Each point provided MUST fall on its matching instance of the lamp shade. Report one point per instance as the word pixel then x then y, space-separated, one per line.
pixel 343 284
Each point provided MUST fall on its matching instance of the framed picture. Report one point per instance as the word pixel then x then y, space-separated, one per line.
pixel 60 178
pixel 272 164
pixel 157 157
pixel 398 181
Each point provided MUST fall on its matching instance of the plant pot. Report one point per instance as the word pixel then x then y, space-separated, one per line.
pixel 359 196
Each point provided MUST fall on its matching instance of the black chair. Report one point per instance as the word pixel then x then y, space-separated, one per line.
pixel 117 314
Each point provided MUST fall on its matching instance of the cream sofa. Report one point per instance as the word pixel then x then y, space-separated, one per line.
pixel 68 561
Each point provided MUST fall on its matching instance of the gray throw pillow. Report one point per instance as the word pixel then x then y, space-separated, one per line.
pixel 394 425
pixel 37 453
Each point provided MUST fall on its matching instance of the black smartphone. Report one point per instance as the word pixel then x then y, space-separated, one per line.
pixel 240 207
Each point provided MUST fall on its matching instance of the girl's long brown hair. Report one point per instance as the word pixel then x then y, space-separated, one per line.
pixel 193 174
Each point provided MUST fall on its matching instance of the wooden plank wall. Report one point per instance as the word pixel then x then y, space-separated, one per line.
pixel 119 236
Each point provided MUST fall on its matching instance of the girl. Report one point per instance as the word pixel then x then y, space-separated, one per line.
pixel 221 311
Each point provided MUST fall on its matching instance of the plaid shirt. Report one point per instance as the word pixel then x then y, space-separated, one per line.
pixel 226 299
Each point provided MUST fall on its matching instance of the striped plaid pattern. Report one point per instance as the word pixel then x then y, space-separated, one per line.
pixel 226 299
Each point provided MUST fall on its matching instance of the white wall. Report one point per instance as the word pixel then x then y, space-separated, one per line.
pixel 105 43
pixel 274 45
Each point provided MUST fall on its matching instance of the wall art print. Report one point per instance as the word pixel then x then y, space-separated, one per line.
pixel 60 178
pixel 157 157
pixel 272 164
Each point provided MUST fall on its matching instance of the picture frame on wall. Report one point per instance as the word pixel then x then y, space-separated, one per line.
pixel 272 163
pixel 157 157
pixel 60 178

——————

- Problem requirements: Line by line, retype the entire listing exactly.

- Exercise result:
Each point provided MUST fall on its matching instance of the lamp shade. Report one point per instance as the word pixel then x then y, space-separated, one per line.
pixel 343 284
Each point provided MUST fall on its matching instance of the framed picture. Report one point per instance as the word pixel then x then y, space-separated, one per line.
pixel 60 178
pixel 272 164
pixel 157 157
pixel 398 181
Each point provided MUST fall on its matching instance of the plant pot. Report one point per instance as the word pixel then x then y, space-separated, one per line.
pixel 359 196
Each point provided MUST fall on its matching instance of the black chair. Report one point per instance as the word pixel then x then y, space-separated, one per line.
pixel 117 314
Each point provided MUST fall on its matching instance of the cream sofa. Report one point per instance as the word pixel then x then y, space-separated, one per line.
pixel 68 561
Each point provided MUST fall on its matching instance of the gray throw pillow. Report one point per instance as the word pixel then x then y, space-separated, one per line.
pixel 394 425
pixel 37 453
Each point provided MUST fall on its matching instance of the black smartphone. Report one point per instance as the word pixel then x then y, space-separated, one per line.
pixel 240 207
Each point provided MUST fall on its matching instance of the girl's long brown hair. Report one point per instance as the word pixel then x then y, space-separated, one per line.
pixel 193 174
Each point provided MUST fall on its matching instance of the wooden plank wall. Report one point per instance as the word pixel then x then y, space-separated, one per line.
pixel 119 236
Each point provided MUST fall on its matching instance of the girl. Report one point per instance as the word pixel then x then y, space-separated, one per line.
pixel 221 311
Each point provided MUST fall on its matching instance of the plaid shirt. Report one point per instance as the word pixel then x then y, space-separated, one per line.
pixel 226 299
Each point provided MUST fall on its matching instance of the striped plaid pattern. Report one point per instance as the word pixel then x then y, space-separated, one per line.
pixel 226 299
Each point provided MUST fall on its matching instance of the white wall. Report one point per instance as the word pixel then x then y, space-separated, one per line.
pixel 105 43
pixel 274 45
Each point provided MUST fall on its matching instance of the wall art print. Report one point per instance as the word pixel then x then y, space-separated, one per line.
pixel 60 178
pixel 157 157
pixel 272 164
Each point provided MUST fall on its matching instance of the picture frame on wall. Report one point per instance as the word pixel then x then y, space-separated, one per line.
pixel 272 163
pixel 157 157
pixel 60 178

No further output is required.